* _Exercises to complete_
[1] Reproduce the portion of the passage on the New Left starting with "What Wini Breines" and going on through "invasion of Vietnam.".
[2] In the passage on the New Left, which cities are named as places where S.D.S. briefly tried to organize poor people off campus?

* _Selected passage_
>>
What Wini Breines does (gently) is to break through those walls, following the telltale beat of utopian hopes and democratic dreams still audible in our time, to find the concealed heart of that movement. She does this not simply to recapture its excitement, its glow (she has dug into the raw sources: underground newspapers, personal memoirs), but to examine soberly what we can learn about the creation of democratic movements for social change.

Her concentration is on S.D.S. (Students for a Democratic Society)—its birth in campus rebellions (Berkeley’s Free Speech Movement), its brief experiments off campus to organize poor people in Newark, Chicago and other cities, and its relationship to the mass anti-war movement that developed after 1965, when the United States began its large-scale invasion of Vietnam.

Early in her book, she examines the common criticisms of the New Left. The students who comprised it wanted a radical transformation of American society, but without the centralized structure, the rigid discipline, the ideological conformity of traditional revolutionary parties. The accusations made against them, by patronizing Left intellectuals as well as by pompous pundits of the conservative scholarly world, were that the New Left was utopian, romantic, impractical, anti-organizational, chaotic, unwilling to compromise or to abide by the other rules of the game of politics. It was “expressive” rather than “political.”

To Breines, these criticisms show a fundamental misunderstanding (or simply a rejection) of what the New Left people were about. True, they had utopian dreams, but they wanted to realize them through practical activity. They did not abjure organization, but wanted to create new forms of organization without hierarchy. They did not reject “politics,” but thought that the traditional politics of representative government and centralized power amounted to a disguised authoritarianism, and urged a new politics of direct democracy, with power decentralized in small groups making decision by consensus. They were not willing to be “practical” by using traditional forms of organization to gain power so that “some day” they would achieve a system of equality and personal freedom. They wanted to “prefigure” (Breines’s term) that democratic new society on a small scale, by acting it out immediately, in the communities of struggle that made up movement.
<<
* _Data records_
>>
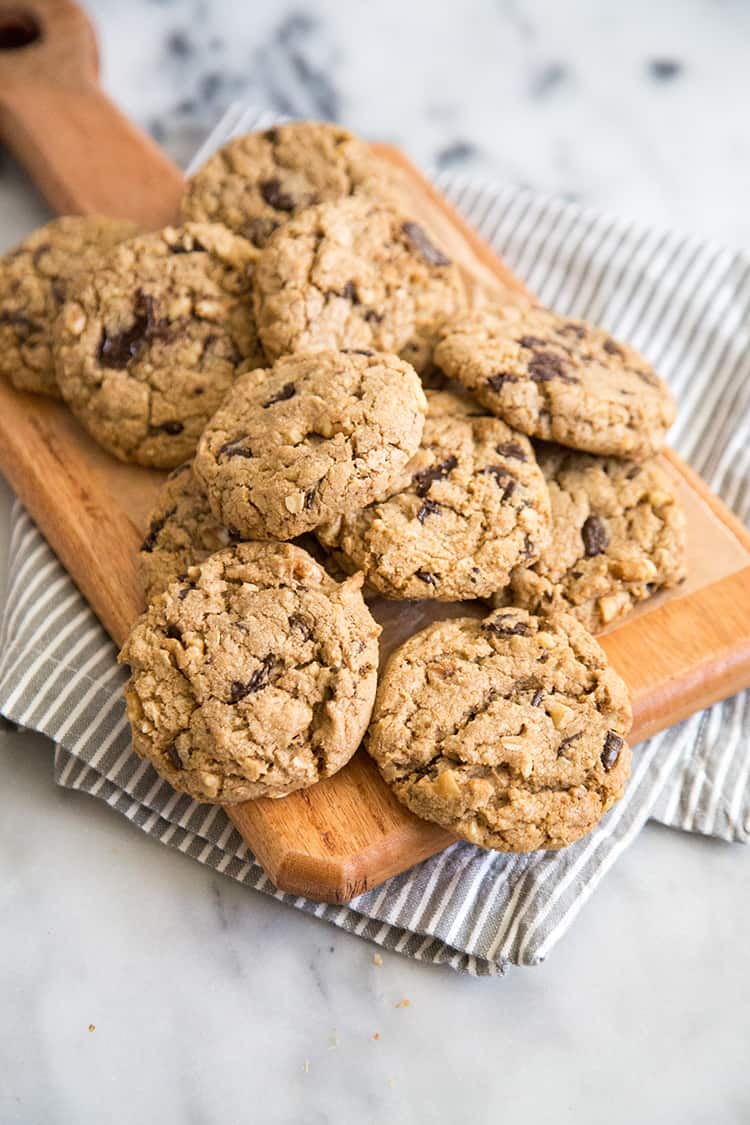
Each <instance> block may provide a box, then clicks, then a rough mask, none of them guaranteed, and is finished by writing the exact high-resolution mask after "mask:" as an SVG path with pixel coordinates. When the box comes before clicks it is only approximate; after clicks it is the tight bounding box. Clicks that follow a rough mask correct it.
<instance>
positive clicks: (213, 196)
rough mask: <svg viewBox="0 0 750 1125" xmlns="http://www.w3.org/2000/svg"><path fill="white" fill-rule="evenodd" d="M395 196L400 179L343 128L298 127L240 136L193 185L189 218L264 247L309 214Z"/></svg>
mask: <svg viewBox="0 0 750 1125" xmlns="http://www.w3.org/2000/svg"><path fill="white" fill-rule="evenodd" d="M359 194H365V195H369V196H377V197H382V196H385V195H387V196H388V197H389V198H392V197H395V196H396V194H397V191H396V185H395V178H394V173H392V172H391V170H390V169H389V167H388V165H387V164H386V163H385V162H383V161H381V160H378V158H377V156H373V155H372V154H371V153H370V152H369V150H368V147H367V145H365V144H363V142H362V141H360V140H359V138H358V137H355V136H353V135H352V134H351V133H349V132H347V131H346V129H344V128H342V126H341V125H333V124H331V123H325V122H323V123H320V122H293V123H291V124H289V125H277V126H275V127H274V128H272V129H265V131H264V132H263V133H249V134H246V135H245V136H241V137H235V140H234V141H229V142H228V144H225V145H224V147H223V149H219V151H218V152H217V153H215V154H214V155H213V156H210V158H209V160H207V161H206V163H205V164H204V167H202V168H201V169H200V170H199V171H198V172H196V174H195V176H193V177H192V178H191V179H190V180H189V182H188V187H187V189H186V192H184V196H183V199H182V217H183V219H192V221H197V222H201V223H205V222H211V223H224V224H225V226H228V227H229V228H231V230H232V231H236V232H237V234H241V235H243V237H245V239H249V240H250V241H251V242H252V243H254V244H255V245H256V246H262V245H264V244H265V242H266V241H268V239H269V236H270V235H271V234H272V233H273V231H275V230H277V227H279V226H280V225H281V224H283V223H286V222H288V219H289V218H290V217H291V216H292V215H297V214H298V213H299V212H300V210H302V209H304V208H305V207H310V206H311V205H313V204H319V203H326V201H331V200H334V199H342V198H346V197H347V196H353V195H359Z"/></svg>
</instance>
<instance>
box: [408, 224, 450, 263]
<<
* _Solved tasks_
[1]
What Wini Breines does (gently) is to break through those walls, following the telltale beat of utopian hopes and democratic dreams still audible in our time, to find the concealed heart of that movement. She does this not simply to recapture its excitement, its glow (she has dug into the raw sources: underground newspapers, personal memoirs), but to examine soberly what we can learn about the creation of democratic movements for social change.

Her concentration is on S.D.S. (Students for a Democratic Society)—its birth in campus rebellions (Berkeley’s Free Speech Movement), its brief experiments off campus to organize poor people in Newark, Chicago and other cities, and its relationship to the mass anti-war movement that developed after 1965, when the United States began its large-scale invasion of Vietnam.

[2] Newark and Chicago, along with other cities.